WHAT YOU SHOULD DO: Copy out every one of the items below word for word, but leave out the pictures.

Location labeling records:
§ §

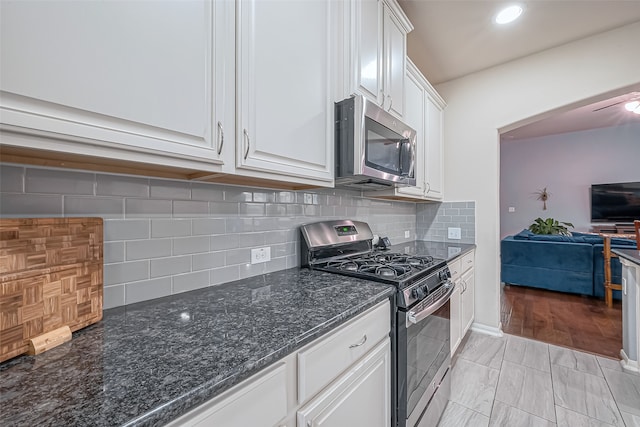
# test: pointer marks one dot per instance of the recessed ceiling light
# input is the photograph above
(508, 14)
(632, 106)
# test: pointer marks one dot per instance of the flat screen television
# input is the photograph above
(618, 203)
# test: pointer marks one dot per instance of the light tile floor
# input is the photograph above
(513, 381)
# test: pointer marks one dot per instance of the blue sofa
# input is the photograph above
(571, 264)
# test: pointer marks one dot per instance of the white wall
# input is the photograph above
(482, 103)
(567, 164)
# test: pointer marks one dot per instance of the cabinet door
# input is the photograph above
(415, 117)
(260, 401)
(125, 76)
(285, 111)
(456, 326)
(433, 144)
(361, 397)
(366, 39)
(395, 54)
(467, 313)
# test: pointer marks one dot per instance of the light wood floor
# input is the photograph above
(568, 320)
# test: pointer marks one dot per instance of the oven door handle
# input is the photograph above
(414, 318)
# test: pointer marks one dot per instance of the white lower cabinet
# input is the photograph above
(462, 300)
(340, 379)
(456, 319)
(360, 397)
(259, 401)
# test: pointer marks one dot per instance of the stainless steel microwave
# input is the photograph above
(373, 148)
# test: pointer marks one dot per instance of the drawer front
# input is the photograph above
(456, 269)
(468, 261)
(323, 361)
(260, 401)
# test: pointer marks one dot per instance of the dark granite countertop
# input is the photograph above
(148, 363)
(632, 255)
(445, 250)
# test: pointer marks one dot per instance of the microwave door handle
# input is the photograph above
(402, 155)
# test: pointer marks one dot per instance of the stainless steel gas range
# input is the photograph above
(422, 322)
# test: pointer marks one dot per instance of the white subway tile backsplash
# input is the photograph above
(30, 205)
(171, 265)
(223, 209)
(207, 261)
(286, 197)
(127, 229)
(147, 249)
(206, 192)
(191, 245)
(233, 194)
(190, 208)
(208, 226)
(250, 240)
(237, 256)
(252, 209)
(147, 289)
(147, 208)
(105, 207)
(125, 272)
(113, 296)
(12, 179)
(249, 270)
(239, 225)
(113, 252)
(58, 181)
(264, 196)
(224, 274)
(167, 236)
(224, 241)
(170, 227)
(190, 281)
(173, 190)
(115, 185)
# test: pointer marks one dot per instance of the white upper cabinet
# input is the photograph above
(424, 113)
(414, 98)
(217, 90)
(142, 81)
(433, 145)
(378, 32)
(285, 88)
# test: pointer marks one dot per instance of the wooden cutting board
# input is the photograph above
(50, 277)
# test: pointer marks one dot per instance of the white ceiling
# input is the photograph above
(453, 38)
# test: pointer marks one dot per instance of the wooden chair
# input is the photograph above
(608, 286)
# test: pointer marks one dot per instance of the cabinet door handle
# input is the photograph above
(246, 135)
(220, 138)
(362, 341)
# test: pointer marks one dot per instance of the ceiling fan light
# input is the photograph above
(508, 14)
(632, 106)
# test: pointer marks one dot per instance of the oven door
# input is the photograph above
(424, 358)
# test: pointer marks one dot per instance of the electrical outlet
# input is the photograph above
(259, 255)
(454, 233)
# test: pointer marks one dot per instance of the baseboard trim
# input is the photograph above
(487, 330)
(628, 364)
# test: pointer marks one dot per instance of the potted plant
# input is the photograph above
(550, 226)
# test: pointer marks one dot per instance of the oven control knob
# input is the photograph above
(418, 293)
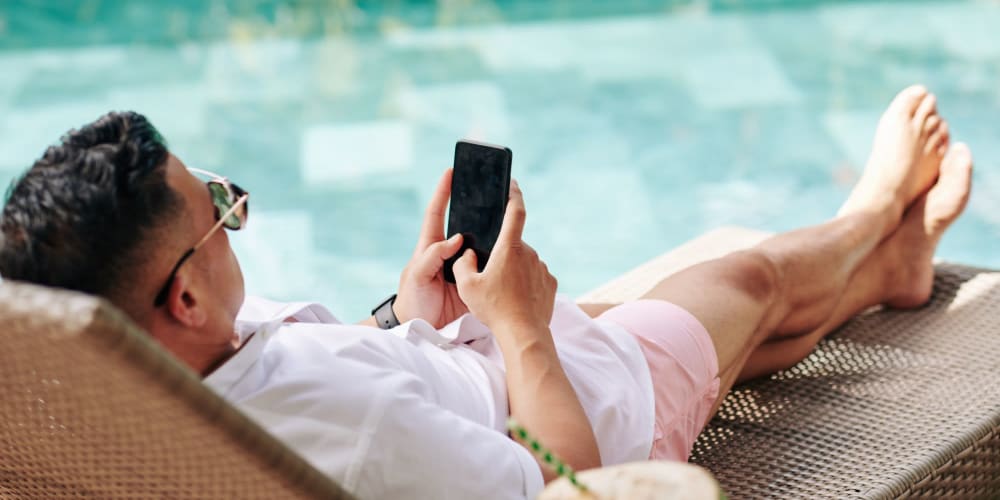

§ §

THE ANSWER:
# test: pointer marks one dot per instance of the recessed ceiling light
# input is the photograph above
(508, 14)
(632, 106)
# test: pointer marks one dot per instance of the flat screen television
# input is the photograph above
(618, 203)
# test: pointer marks one dot per instance of the light tile floor
# input is the photograph above
(513, 381)
# test: pointer marks one dot per instance of the blue sofa
# input is the photograph above
(571, 264)
# test: pointer marks one dot per instance of the white wall
# input is the photograph above
(482, 103)
(567, 164)
# test: pointer marks one dot per instance of the cabinet door
# input is the photograph above
(415, 117)
(260, 401)
(125, 76)
(285, 111)
(456, 326)
(433, 144)
(361, 397)
(366, 39)
(395, 54)
(467, 313)
# test: pointer marks one dot per instance of the light wood floor
# input is the photograph above
(568, 320)
# test: pointer marks one dot per instance of the oven door handle
# input is the photograph above
(414, 318)
# test: pointer marks one dot per instance of the white lower cabinet
# input is the photograph above
(462, 300)
(340, 379)
(456, 319)
(360, 397)
(259, 401)
# test: pointer marks one dot per instance of the stainless steel microwave
# input is the photograph above
(373, 148)
# test: pointer marks one dot per instance of the drawer front
# input is the photograph above
(456, 269)
(468, 261)
(323, 361)
(260, 401)
# test: pointer marks one dot per instance of the dark granite countertop
# input is the photograph above
(148, 363)
(632, 255)
(445, 250)
# test: pointer marks one dot per instance of the microwave door handle
# input is the photograph above
(402, 155)
# test: pointer marks one dot per instance of the stainless steel gas range
# input is the photograph above
(422, 322)
# test: pointer marks one dot per instance of the white subway tile backsplash
# input is the photograph above
(30, 205)
(171, 265)
(223, 209)
(207, 261)
(286, 197)
(127, 229)
(147, 249)
(206, 192)
(191, 245)
(233, 194)
(190, 208)
(208, 226)
(250, 240)
(237, 256)
(252, 209)
(147, 289)
(147, 208)
(105, 207)
(125, 272)
(113, 296)
(12, 179)
(249, 270)
(239, 225)
(113, 252)
(58, 181)
(264, 196)
(224, 274)
(167, 236)
(224, 241)
(170, 227)
(190, 281)
(173, 190)
(115, 185)
# test: pointer marks one dot per instance of the white upper cabinet
# input is the photograph above
(424, 113)
(414, 98)
(217, 90)
(142, 81)
(433, 145)
(378, 32)
(285, 88)
# test: pointer marks one dot per instance of the wooden cutting board
# input is the photograph above
(50, 277)
# test: pointer marks one dot per instance of the white ceiling
# input is the photograph above
(453, 38)
# test: pointer marks one dot per instance of the wooden chair
# input is the photograph above
(608, 286)
# test: pointer marks one dot per instance of the cabinet door handle
# input is the photograph above
(246, 135)
(220, 138)
(362, 341)
# test: pointer marks one dot per instance of the ceiling fan light
# input is the photograph above
(508, 14)
(632, 106)
# test: pointer marks one dot per instance of the oven door
# input is the photograph above
(424, 358)
# test: pointer marks one dot per instance of the electrical outlet
# input is the photograph above
(259, 255)
(454, 233)
# test: pointer marks one dot per instance of the baseboard trim
# input is the photograph above
(487, 330)
(628, 364)
# test: pointer marks one dot per instance of the potted plant
# input is the photograph above
(550, 226)
# test: pointer marks one dot per instance of the oven control knob
# input is the photograph above
(418, 293)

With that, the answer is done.